(Dataset entries)
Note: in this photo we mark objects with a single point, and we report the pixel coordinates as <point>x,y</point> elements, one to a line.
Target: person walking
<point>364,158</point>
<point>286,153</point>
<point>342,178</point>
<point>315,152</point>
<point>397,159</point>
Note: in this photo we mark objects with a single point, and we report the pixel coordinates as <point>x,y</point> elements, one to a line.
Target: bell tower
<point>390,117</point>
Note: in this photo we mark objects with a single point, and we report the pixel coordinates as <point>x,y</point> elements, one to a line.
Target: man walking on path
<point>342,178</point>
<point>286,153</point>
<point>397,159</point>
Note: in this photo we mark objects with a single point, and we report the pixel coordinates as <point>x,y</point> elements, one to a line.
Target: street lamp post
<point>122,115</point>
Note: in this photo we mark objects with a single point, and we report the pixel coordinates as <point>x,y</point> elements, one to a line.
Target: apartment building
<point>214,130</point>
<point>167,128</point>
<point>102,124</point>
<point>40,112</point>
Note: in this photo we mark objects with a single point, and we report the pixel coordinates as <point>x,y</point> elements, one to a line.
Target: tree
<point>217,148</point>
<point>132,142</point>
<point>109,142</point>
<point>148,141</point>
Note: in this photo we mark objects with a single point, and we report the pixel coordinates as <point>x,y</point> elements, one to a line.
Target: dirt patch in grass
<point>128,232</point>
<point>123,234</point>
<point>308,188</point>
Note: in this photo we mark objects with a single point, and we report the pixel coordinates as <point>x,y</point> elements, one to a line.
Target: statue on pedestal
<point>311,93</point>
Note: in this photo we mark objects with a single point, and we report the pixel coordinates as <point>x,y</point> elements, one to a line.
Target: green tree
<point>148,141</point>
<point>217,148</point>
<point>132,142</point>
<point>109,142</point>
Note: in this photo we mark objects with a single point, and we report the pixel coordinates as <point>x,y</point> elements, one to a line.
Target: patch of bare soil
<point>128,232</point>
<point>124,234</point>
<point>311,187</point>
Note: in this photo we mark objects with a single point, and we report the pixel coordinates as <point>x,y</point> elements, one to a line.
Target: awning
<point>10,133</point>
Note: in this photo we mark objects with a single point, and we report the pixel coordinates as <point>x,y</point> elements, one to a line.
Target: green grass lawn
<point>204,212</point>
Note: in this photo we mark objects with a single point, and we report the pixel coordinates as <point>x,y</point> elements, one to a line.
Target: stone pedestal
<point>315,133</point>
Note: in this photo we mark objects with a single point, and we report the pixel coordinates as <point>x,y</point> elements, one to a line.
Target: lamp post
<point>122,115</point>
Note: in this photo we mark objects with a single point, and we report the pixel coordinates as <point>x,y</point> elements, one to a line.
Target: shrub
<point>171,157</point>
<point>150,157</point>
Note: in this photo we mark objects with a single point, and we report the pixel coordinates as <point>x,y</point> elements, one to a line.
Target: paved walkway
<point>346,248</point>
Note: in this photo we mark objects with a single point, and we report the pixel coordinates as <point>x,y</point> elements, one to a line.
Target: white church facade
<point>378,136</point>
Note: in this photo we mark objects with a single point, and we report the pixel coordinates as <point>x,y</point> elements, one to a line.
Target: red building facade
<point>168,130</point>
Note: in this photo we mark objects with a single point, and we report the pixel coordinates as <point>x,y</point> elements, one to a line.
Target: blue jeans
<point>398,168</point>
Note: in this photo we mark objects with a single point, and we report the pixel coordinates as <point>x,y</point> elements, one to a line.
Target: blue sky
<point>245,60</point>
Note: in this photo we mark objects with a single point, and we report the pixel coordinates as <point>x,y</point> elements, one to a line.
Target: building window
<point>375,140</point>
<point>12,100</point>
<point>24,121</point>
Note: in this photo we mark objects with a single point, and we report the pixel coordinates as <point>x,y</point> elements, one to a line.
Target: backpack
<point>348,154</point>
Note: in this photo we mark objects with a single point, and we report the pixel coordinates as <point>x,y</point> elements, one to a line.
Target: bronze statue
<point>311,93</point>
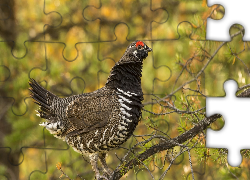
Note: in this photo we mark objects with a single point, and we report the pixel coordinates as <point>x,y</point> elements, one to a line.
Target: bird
<point>96,122</point>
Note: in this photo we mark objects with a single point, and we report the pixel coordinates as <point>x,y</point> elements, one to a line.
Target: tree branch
<point>201,126</point>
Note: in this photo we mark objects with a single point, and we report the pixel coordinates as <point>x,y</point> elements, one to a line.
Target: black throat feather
<point>127,77</point>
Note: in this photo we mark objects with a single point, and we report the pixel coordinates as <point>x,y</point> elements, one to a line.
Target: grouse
<point>96,122</point>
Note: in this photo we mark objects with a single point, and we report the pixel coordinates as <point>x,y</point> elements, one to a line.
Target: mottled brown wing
<point>90,112</point>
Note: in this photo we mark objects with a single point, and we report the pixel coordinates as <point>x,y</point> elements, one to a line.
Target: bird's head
<point>137,51</point>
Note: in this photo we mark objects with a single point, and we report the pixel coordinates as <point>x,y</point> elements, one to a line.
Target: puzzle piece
<point>234,13</point>
<point>230,108</point>
<point>139,22</point>
<point>76,57</point>
<point>19,16</point>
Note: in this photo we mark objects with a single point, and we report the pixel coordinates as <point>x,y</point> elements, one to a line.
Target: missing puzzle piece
<point>236,114</point>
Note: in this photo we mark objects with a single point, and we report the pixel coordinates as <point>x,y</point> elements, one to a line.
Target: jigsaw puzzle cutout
<point>62,47</point>
<point>218,30</point>
<point>235,112</point>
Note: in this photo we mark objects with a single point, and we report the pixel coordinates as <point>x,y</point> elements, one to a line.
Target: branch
<point>170,143</point>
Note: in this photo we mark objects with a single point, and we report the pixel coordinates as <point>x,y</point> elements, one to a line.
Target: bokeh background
<point>69,46</point>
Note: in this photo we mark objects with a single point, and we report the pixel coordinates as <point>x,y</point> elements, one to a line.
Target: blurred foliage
<point>70,47</point>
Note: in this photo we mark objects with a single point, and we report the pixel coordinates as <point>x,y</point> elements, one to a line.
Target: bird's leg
<point>93,161</point>
<point>102,157</point>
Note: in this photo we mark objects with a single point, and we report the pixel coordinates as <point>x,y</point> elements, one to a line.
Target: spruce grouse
<point>96,122</point>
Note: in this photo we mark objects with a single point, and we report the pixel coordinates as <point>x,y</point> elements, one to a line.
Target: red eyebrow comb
<point>139,43</point>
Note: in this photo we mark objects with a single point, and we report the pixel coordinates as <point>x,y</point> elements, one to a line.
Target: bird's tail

**AIM**
Collect every line from the items above that contains the word "statue".

**TASK ANSWER**
Target: statue on pedestal
Target: bronze statue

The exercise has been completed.